begin

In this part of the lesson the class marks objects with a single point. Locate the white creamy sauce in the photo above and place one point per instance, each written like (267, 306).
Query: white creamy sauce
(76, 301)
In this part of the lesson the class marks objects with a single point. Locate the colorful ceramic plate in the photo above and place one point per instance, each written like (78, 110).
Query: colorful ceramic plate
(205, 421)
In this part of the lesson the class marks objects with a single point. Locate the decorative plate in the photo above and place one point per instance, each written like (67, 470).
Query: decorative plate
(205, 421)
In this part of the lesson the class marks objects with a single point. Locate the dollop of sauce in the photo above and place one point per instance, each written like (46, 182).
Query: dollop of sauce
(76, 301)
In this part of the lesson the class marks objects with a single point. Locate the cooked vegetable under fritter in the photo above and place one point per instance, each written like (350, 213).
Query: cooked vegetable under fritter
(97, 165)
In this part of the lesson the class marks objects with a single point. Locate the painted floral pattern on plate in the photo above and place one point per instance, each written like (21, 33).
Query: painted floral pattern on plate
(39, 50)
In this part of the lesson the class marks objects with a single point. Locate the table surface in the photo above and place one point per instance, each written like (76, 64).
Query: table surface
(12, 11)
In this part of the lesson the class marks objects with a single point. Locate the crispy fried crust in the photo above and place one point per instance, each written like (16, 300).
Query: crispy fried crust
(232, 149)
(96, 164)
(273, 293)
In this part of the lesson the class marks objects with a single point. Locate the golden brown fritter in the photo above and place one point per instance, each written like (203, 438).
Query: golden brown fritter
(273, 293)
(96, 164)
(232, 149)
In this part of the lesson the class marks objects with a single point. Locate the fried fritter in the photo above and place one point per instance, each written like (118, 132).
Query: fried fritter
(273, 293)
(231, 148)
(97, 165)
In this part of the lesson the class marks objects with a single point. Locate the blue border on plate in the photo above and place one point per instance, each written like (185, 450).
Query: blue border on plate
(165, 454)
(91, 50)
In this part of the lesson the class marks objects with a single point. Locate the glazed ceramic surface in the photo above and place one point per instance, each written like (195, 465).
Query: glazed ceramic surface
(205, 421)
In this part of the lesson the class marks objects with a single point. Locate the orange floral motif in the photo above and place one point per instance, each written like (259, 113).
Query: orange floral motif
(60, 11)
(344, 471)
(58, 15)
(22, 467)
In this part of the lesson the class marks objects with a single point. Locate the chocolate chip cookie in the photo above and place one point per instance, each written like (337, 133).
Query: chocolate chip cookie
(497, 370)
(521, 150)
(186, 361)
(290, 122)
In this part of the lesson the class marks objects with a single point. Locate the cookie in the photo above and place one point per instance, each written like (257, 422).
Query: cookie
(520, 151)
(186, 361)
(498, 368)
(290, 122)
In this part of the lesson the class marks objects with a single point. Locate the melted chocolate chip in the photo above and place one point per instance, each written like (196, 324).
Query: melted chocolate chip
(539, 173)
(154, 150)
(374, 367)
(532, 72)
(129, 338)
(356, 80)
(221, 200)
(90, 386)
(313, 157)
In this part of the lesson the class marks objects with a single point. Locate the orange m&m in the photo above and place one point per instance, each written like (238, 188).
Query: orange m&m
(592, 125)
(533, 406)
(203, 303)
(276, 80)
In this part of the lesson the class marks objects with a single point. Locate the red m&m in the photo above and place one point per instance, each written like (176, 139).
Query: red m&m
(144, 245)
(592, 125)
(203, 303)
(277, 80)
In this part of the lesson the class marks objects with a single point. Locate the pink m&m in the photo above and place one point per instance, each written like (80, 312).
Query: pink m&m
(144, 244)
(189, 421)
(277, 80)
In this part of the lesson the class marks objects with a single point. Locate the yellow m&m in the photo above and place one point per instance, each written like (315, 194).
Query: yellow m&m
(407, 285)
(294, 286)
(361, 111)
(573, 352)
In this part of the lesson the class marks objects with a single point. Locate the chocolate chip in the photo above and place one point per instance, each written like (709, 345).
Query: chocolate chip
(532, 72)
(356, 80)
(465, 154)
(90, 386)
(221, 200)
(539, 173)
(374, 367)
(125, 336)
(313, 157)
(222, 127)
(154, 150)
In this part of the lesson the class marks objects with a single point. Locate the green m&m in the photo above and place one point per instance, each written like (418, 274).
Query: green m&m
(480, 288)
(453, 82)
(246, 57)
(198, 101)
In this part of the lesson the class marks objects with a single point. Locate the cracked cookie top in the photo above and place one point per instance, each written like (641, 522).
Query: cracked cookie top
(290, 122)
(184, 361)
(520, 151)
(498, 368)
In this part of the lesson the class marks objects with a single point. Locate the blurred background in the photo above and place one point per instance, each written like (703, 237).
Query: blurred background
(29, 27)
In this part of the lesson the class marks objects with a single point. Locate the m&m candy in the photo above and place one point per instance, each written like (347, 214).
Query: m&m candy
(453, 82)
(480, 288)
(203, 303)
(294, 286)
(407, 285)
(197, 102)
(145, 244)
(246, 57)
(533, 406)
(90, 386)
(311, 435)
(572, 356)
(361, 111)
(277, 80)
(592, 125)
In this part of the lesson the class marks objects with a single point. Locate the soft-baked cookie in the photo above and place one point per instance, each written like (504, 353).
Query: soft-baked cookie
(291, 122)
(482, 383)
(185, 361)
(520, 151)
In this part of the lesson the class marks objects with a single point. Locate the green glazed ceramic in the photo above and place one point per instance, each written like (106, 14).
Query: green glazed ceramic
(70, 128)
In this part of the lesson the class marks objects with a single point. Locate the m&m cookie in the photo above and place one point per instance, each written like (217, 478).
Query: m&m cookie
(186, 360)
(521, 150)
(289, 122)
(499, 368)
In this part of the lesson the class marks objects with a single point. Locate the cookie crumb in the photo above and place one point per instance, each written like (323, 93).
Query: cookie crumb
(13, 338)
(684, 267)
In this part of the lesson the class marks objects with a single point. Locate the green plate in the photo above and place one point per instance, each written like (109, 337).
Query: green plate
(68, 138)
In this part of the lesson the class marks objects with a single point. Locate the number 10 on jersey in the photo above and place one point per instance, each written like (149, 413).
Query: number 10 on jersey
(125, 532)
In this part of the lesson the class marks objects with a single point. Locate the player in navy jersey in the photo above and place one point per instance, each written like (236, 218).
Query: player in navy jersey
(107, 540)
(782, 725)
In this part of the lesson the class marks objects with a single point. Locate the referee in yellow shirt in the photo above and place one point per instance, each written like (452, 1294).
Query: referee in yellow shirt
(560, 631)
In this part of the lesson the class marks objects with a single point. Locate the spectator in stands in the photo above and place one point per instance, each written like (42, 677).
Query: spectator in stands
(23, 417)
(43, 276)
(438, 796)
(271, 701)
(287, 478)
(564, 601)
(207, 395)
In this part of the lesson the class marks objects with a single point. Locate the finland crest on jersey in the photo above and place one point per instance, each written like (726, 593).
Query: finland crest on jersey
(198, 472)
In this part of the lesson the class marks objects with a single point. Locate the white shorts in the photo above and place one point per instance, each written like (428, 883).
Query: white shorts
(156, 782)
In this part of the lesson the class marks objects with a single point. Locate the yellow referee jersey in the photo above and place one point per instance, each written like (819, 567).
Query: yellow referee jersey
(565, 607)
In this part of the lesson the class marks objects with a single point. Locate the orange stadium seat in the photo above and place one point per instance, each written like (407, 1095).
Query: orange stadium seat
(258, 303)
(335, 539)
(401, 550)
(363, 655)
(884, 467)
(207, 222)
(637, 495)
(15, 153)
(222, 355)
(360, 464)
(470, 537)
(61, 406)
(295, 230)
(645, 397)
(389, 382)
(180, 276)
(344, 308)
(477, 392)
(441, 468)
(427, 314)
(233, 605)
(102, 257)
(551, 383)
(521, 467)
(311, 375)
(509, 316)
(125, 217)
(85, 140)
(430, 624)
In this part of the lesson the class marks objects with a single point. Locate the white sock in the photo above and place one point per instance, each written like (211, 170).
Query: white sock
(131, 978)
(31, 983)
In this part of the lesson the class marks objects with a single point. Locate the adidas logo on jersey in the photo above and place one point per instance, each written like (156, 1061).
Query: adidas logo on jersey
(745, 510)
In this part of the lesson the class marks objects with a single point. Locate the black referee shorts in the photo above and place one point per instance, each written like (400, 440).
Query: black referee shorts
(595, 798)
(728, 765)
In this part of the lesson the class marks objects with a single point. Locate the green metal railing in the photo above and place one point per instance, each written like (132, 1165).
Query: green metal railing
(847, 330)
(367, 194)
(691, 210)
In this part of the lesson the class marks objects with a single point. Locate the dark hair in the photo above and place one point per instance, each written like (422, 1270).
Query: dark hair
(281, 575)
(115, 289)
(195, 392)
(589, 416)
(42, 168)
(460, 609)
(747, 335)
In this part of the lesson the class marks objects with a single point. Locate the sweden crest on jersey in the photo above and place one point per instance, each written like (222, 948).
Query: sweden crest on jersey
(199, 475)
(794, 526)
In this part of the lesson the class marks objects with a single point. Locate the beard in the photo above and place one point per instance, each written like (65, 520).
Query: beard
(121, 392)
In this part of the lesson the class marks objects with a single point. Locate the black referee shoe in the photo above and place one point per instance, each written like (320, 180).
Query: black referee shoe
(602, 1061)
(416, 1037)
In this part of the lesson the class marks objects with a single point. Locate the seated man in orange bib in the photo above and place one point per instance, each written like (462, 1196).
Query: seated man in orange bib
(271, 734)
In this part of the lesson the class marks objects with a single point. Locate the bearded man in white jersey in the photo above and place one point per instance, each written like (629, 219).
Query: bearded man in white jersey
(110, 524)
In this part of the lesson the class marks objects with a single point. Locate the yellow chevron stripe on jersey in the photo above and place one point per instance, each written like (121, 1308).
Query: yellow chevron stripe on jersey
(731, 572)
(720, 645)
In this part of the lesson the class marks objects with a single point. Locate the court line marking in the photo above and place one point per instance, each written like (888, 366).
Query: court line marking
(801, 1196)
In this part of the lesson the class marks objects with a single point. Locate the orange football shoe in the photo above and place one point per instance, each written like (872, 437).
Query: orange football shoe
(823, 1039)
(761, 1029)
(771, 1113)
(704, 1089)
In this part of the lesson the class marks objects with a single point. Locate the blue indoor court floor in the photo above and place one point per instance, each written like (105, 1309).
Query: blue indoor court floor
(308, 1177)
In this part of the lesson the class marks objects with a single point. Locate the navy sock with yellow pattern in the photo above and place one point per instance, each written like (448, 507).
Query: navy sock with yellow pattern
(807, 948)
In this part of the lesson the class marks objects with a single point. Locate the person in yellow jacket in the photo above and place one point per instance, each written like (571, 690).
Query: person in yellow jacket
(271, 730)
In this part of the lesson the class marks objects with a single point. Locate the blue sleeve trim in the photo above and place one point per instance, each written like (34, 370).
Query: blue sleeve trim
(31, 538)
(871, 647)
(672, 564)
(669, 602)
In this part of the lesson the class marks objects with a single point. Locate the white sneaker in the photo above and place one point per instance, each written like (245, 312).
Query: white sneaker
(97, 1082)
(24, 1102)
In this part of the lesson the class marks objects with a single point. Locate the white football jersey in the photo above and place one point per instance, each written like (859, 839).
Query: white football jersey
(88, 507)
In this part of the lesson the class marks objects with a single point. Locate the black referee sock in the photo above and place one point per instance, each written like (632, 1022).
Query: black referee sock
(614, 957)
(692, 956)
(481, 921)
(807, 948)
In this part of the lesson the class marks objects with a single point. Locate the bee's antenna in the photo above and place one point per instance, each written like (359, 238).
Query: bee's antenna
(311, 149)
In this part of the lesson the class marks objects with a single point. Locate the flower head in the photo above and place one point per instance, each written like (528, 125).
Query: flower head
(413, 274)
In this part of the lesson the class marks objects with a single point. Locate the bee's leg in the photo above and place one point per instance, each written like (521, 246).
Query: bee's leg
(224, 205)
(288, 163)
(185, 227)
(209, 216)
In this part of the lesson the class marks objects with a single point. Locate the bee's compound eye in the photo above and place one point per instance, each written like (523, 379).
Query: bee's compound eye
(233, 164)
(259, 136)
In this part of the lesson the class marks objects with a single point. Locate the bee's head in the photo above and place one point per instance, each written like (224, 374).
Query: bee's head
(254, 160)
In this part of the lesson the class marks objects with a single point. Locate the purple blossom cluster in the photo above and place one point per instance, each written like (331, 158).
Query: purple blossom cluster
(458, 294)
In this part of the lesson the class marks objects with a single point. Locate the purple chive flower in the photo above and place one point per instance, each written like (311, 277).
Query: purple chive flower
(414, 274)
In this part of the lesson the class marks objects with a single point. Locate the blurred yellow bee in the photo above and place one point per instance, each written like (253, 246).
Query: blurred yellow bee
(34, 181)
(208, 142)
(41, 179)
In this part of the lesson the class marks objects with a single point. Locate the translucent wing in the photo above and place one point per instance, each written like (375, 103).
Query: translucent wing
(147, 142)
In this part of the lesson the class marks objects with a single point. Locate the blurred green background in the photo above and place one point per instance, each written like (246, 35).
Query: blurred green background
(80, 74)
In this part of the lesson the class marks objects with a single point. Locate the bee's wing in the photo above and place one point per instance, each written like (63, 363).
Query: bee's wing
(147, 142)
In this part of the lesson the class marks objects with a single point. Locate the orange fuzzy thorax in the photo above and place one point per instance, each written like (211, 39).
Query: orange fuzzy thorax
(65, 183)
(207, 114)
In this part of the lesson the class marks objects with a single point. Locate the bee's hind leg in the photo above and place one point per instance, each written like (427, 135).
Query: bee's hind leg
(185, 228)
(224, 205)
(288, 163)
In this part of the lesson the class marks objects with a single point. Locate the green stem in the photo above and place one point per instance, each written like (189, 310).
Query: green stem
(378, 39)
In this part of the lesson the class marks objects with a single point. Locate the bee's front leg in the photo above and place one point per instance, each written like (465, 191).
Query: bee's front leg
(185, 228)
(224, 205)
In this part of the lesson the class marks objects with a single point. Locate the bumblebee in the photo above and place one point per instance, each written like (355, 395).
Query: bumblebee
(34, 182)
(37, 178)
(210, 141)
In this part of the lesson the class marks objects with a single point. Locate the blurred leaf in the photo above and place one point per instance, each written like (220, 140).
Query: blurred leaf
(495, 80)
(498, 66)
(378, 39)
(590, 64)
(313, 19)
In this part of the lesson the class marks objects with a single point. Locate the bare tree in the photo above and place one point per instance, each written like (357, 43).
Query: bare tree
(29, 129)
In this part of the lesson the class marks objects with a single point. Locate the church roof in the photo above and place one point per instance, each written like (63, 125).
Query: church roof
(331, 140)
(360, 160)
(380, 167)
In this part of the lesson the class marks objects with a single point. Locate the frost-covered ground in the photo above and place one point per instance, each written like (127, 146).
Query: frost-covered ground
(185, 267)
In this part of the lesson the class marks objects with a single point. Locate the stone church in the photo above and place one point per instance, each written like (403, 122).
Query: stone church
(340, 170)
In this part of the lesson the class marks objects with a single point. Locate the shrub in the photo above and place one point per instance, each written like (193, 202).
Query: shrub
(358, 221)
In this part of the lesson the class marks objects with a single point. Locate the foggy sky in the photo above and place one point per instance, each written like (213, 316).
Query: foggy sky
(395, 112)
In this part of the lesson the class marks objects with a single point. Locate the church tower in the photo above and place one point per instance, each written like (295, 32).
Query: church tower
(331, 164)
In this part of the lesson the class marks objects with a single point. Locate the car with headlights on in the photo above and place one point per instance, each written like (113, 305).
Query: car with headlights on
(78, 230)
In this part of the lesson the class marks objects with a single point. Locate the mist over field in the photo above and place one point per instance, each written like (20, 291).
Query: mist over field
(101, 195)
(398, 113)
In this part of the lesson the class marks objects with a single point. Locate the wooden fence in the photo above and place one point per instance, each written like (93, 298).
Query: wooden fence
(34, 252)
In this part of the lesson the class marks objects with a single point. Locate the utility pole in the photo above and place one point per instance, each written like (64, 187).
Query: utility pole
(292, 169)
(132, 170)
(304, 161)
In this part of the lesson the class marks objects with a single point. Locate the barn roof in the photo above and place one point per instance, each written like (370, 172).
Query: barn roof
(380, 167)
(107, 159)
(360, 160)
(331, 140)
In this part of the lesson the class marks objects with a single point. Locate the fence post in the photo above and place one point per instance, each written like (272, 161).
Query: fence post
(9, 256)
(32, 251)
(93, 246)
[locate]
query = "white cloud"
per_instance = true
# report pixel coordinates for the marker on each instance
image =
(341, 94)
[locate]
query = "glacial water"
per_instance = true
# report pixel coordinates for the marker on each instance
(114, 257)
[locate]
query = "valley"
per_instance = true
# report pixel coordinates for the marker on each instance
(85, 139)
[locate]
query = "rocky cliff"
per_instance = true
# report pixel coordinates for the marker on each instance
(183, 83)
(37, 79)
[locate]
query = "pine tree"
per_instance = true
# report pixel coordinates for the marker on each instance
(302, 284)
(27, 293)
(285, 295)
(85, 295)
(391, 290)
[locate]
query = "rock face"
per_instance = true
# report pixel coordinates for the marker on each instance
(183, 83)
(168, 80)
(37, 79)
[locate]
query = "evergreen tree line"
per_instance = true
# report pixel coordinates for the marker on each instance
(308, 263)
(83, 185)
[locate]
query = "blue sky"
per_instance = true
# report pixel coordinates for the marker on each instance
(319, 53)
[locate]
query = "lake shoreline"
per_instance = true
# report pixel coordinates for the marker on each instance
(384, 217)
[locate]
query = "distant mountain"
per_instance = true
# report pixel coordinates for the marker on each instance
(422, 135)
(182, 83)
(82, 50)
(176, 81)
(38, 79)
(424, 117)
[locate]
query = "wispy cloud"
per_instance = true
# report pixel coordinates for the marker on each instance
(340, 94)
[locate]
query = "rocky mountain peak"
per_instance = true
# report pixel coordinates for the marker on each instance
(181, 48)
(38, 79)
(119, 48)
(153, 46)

end

Collect every line of the entries above that contains the word "crumb".

In this part of the lesson the class marks objects with a single point. Locate the cookie crumb in the photo above and place one point per instance, each written like (323, 93).
Query: cookie crumb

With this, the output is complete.